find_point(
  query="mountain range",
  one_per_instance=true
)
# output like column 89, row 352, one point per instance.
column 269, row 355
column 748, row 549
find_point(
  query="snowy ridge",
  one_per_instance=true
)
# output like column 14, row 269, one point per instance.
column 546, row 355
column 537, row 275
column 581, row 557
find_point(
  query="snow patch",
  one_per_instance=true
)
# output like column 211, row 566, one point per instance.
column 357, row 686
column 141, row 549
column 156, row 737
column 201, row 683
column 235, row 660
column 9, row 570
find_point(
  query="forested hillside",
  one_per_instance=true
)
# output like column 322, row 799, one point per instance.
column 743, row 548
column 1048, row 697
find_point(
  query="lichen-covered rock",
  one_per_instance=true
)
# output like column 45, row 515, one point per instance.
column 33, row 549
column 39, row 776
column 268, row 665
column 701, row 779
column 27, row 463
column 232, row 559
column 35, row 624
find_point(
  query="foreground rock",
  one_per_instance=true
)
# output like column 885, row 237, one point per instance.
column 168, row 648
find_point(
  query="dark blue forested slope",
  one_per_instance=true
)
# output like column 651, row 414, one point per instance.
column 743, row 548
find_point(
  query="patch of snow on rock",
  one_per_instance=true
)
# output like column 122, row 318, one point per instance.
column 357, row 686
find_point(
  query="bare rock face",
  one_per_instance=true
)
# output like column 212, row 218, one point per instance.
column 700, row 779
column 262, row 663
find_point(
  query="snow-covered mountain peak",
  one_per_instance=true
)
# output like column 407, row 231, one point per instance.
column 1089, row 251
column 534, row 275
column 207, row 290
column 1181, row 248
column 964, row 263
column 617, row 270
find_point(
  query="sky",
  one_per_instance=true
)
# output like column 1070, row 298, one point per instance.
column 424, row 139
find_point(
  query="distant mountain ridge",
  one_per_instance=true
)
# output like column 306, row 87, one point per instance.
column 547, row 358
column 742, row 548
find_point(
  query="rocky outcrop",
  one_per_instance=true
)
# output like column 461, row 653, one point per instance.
********************
● Set exercise
Copy out all the rows above again, switching each "forested" to "wooded" and keeping everything else unchanged.

● Output of the exercise
find_point(
  query="mountain range",
  one_per_instance=true
)
# output like column 89, row 352, one point per instance.
column 269, row 355
column 748, row 549
find_point(
  query="snowy ridge",
  one_per_instance=true
)
# output like column 14, row 269, one point per instance.
column 546, row 355
column 537, row 275
column 581, row 557
find_point(
  query="snow patch",
  one_per_instance=true
)
# output like column 211, row 566, one point per instance.
column 357, row 686
column 141, row 549
column 156, row 737
column 201, row 683
column 235, row 660
column 9, row 570
find_point(
  query="wooded hillside",
  one_per_instance=true
)
# output like column 322, row 799, one point per instance.
column 743, row 548
column 1048, row 697
find_point(
  query="lichen-covered rock",
  one_per_instance=true
)
# output like column 45, row 515, one point per instance.
column 33, row 549
column 39, row 776
column 268, row 665
column 701, row 779
column 27, row 463
column 232, row 559
column 35, row 624
find_point(
  query="foreground rock",
  one_per_instance=true
)
# output like column 885, row 237, one point per instance.
column 168, row 648
find_point(
  query="dark blue wooded slope",
  one_per_instance=true
)
# output like column 651, row 414, one point per instance.
column 743, row 548
find_point(
  query="patch of snow on rock",
  one_per_instance=true
)
# output like column 122, row 318, one point per instance.
column 357, row 686
find_point(
  query="bare rock face",
  one_per_instance=true
)
# output like column 212, row 218, one point per instance.
column 700, row 779
column 262, row 663
find_point(
  query="snow-covered mountain peak",
  one_per_instance=true
)
# output like column 407, row 231, one point per instance.
column 1089, row 251
column 534, row 275
column 207, row 290
column 1181, row 248
column 964, row 263
column 617, row 270
find_point(
  query="sky",
  one_per_instance=true
)
# output like column 1070, row 298, one point per instance.
column 424, row 139
find_point(
  query="distant mountain ridge",
  one_per_instance=true
)
# output like column 306, row 87, one point per instance.
column 547, row 358
column 742, row 548
find_point(
  query="rocky outcrop",
  one_per_instance=true
)
# output like column 461, row 653, one point per instance.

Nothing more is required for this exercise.